Text for analysis:

Remember that at any given moment, you are sharing whatever experience you’re having with countless other people around the planet.  You are not alone.

Information given:

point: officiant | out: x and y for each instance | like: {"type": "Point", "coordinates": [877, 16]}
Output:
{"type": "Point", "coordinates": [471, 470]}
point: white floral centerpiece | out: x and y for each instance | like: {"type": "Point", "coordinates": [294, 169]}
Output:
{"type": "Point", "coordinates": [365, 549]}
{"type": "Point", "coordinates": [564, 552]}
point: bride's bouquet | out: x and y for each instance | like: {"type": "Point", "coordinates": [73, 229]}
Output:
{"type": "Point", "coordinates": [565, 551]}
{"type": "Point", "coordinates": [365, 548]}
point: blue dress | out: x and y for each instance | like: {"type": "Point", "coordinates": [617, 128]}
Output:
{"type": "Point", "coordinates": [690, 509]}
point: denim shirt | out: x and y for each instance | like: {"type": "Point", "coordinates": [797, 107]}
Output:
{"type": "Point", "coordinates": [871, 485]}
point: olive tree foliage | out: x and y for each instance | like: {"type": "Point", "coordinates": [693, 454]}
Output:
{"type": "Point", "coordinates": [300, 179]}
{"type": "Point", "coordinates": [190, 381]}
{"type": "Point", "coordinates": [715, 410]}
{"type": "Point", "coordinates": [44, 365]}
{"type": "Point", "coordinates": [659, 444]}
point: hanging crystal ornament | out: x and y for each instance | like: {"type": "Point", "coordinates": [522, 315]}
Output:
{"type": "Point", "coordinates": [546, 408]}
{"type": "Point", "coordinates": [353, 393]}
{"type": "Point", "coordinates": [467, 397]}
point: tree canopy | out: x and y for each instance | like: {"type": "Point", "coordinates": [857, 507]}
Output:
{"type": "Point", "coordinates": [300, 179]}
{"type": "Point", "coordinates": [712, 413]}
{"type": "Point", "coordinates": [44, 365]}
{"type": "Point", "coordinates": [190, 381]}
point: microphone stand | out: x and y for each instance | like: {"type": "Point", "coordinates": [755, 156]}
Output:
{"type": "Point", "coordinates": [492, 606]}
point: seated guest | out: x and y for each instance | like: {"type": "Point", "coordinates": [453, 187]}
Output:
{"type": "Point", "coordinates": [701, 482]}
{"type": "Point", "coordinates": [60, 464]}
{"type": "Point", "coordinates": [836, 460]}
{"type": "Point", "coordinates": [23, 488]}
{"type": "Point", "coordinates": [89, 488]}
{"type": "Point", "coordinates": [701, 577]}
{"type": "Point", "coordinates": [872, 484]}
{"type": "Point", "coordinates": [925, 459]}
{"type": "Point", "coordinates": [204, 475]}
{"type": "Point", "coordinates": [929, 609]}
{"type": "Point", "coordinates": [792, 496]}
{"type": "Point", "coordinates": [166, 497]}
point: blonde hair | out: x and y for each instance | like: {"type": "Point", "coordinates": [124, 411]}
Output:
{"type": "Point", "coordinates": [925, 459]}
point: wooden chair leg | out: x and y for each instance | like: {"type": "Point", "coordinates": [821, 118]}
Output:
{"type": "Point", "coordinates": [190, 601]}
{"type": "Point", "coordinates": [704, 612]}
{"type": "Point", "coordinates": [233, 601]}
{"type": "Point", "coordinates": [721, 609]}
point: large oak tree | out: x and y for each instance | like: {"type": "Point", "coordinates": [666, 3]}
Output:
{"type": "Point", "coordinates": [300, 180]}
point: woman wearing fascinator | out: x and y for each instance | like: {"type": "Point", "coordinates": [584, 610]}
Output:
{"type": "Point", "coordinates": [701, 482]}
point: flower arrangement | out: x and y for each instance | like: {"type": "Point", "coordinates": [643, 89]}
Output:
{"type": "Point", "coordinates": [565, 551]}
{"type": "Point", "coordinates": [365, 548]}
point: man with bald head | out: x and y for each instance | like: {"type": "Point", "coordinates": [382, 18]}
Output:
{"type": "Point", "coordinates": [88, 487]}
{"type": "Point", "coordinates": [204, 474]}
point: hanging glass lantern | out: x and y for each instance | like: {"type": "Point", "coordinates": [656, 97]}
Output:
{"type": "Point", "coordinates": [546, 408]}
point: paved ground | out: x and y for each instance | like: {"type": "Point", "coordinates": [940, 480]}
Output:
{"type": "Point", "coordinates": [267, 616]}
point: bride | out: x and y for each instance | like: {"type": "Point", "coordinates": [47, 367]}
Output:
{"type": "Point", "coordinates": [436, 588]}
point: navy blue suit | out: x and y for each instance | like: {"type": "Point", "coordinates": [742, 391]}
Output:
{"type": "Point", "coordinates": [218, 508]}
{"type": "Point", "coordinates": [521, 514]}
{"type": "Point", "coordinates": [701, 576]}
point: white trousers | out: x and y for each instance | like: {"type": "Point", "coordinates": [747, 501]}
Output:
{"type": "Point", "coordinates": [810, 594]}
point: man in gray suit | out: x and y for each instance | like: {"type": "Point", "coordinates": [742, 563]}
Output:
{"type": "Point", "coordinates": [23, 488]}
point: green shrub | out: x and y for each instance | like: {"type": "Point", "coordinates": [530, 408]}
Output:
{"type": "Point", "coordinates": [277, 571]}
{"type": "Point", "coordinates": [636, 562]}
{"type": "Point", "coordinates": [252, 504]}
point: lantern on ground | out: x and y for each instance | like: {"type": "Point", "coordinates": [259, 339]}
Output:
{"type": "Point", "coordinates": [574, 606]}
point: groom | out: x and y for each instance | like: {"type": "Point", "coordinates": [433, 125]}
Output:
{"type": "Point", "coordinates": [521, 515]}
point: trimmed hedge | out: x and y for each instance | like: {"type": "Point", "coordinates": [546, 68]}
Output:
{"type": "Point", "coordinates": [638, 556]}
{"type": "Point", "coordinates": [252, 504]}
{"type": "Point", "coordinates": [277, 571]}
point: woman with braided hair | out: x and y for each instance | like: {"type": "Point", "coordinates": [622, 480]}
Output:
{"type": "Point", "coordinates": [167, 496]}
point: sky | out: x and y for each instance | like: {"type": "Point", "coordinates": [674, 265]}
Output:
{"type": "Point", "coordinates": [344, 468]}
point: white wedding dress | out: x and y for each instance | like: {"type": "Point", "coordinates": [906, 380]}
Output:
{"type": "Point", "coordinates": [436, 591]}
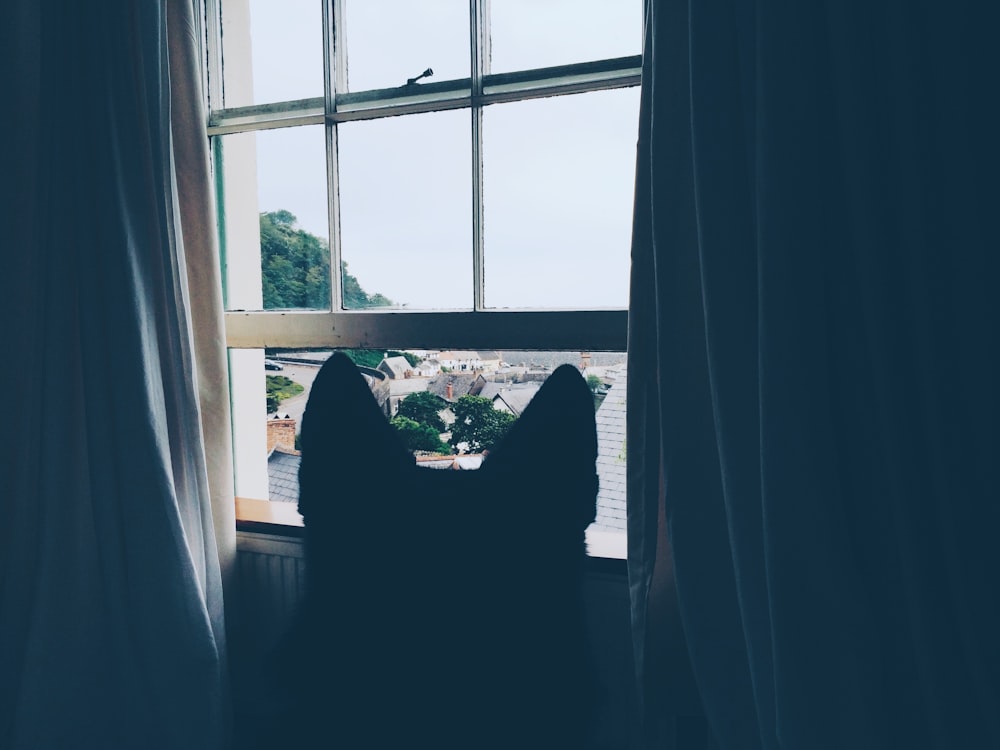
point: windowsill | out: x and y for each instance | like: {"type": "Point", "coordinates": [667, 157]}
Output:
{"type": "Point", "coordinates": [283, 519]}
{"type": "Point", "coordinates": [265, 517]}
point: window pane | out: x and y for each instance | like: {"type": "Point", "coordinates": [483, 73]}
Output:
{"type": "Point", "coordinates": [507, 380]}
{"type": "Point", "coordinates": [275, 220]}
{"type": "Point", "coordinates": [273, 50]}
{"type": "Point", "coordinates": [389, 42]}
{"type": "Point", "coordinates": [529, 34]}
{"type": "Point", "coordinates": [405, 211]}
{"type": "Point", "coordinates": [559, 178]}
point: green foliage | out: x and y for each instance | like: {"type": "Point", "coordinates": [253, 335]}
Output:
{"type": "Point", "coordinates": [279, 388]}
{"type": "Point", "coordinates": [419, 437]}
{"type": "Point", "coordinates": [372, 357]}
{"type": "Point", "coordinates": [423, 407]}
{"type": "Point", "coordinates": [478, 424]}
{"type": "Point", "coordinates": [295, 268]}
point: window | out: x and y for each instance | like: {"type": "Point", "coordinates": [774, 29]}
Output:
{"type": "Point", "coordinates": [452, 175]}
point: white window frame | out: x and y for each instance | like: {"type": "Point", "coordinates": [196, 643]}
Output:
{"type": "Point", "coordinates": [481, 328]}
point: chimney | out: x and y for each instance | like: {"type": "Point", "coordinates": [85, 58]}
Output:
{"type": "Point", "coordinates": [281, 435]}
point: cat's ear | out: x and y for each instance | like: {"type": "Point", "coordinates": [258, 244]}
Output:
{"type": "Point", "coordinates": [553, 445]}
{"type": "Point", "coordinates": [346, 441]}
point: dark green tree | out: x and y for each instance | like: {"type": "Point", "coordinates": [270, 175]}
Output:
{"type": "Point", "coordinates": [372, 357]}
{"type": "Point", "coordinates": [295, 268]}
{"type": "Point", "coordinates": [279, 388]}
{"type": "Point", "coordinates": [478, 424]}
{"type": "Point", "coordinates": [423, 407]}
{"type": "Point", "coordinates": [419, 437]}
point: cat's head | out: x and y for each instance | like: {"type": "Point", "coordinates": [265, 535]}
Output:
{"type": "Point", "coordinates": [474, 577]}
{"type": "Point", "coordinates": [355, 467]}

Assignment A: In the passage on shared experience, rewrite the part starting with "Remember that at" and going on through "are not alone.", swapping "countless" for "many".
Assignment B: In the passage on shared experience, who are you sharing your experience with at any given moment?
Assignment C: In one to three sentences, explain why the passage on shared experience says you are not alone.

Task output A:
Remember that at any given moment, you are sharing whatever experience you’re having with many other people around the planet.  You are not alone.

Task output B: Countless other people around the planet.

Task output C: At any given moment, you are sharing whatever experience you're having with countless other people around the planet.